Please restate the lines shown below exactly, every one of them.

[Data entries]

----

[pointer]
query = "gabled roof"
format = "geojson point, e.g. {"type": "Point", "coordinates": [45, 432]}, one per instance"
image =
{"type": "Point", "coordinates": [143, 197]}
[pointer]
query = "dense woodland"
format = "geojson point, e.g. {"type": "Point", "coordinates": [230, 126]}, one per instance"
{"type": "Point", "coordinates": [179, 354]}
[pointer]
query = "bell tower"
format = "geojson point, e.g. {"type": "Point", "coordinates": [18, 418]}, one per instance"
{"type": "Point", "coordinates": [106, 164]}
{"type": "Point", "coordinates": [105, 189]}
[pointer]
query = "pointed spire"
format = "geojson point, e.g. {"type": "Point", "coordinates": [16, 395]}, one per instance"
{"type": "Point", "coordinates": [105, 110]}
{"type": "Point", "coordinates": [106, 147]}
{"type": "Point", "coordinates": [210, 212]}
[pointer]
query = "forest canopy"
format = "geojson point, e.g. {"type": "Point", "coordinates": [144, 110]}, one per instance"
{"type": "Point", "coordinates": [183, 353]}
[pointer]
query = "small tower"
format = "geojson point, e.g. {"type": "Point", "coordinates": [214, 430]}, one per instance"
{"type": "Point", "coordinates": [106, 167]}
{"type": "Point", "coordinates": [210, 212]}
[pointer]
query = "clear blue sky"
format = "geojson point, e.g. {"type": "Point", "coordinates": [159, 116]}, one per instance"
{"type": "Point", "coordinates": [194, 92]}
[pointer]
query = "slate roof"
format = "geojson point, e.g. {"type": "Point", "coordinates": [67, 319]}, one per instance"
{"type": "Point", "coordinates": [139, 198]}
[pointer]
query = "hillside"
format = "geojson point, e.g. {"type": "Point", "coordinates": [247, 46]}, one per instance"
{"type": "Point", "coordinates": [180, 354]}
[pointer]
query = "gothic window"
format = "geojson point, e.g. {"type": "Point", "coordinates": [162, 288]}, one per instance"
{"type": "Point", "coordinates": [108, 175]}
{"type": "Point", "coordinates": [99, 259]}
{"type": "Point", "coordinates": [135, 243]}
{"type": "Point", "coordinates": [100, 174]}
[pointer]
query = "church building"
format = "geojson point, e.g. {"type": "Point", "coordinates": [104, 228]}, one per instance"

----

▶ [Response area]
[pointer]
query = "gabled roof"
format = "geojson point, e.g. {"type": "Point", "coordinates": [45, 432]}, one per instance"
image =
{"type": "Point", "coordinates": [143, 197]}
[pointer]
query = "dense woodland"
format = "geojson point, e.g. {"type": "Point", "coordinates": [230, 126]}, one per instance"
{"type": "Point", "coordinates": [179, 354]}
[pointer]
query = "bell tower"
format = "geojson point, e.g. {"type": "Point", "coordinates": [18, 418]}, one per instance"
{"type": "Point", "coordinates": [106, 164]}
{"type": "Point", "coordinates": [105, 189]}
[pointer]
query = "pointed spire"
format = "geojson point, e.g. {"type": "Point", "coordinates": [16, 395]}, one per instance"
{"type": "Point", "coordinates": [105, 110]}
{"type": "Point", "coordinates": [106, 147]}
{"type": "Point", "coordinates": [210, 212]}
[pointer]
query = "forest canopy"
format = "geojson point, e.g. {"type": "Point", "coordinates": [144, 110]}, one per instance"
{"type": "Point", "coordinates": [183, 353]}
[pointer]
query = "small tower"
format = "geojson point, e.g. {"type": "Point", "coordinates": [214, 430]}, one per instance"
{"type": "Point", "coordinates": [106, 167]}
{"type": "Point", "coordinates": [210, 212]}
[pointer]
query = "clear blue sky"
format = "geojson point, e.g. {"type": "Point", "coordinates": [159, 116]}, one per instance"
{"type": "Point", "coordinates": [194, 92]}
[pointer]
query = "slate roof"
format = "geojson point, e.g. {"type": "Point", "coordinates": [67, 319]}, one per instance"
{"type": "Point", "coordinates": [139, 198]}
[pointer]
query = "hillside"
format = "geojson point, e.g. {"type": "Point", "coordinates": [247, 46]}, one per instance"
{"type": "Point", "coordinates": [180, 354]}
[pointer]
query = "gothic window"
format = "geojson point, e.g. {"type": "Point", "coordinates": [162, 288]}, one per instance"
{"type": "Point", "coordinates": [108, 175]}
{"type": "Point", "coordinates": [99, 259]}
{"type": "Point", "coordinates": [135, 243]}
{"type": "Point", "coordinates": [100, 174]}
[pointer]
query = "church building"
format = "geojson point, e.g. {"type": "Point", "coordinates": [104, 228]}, one per instance"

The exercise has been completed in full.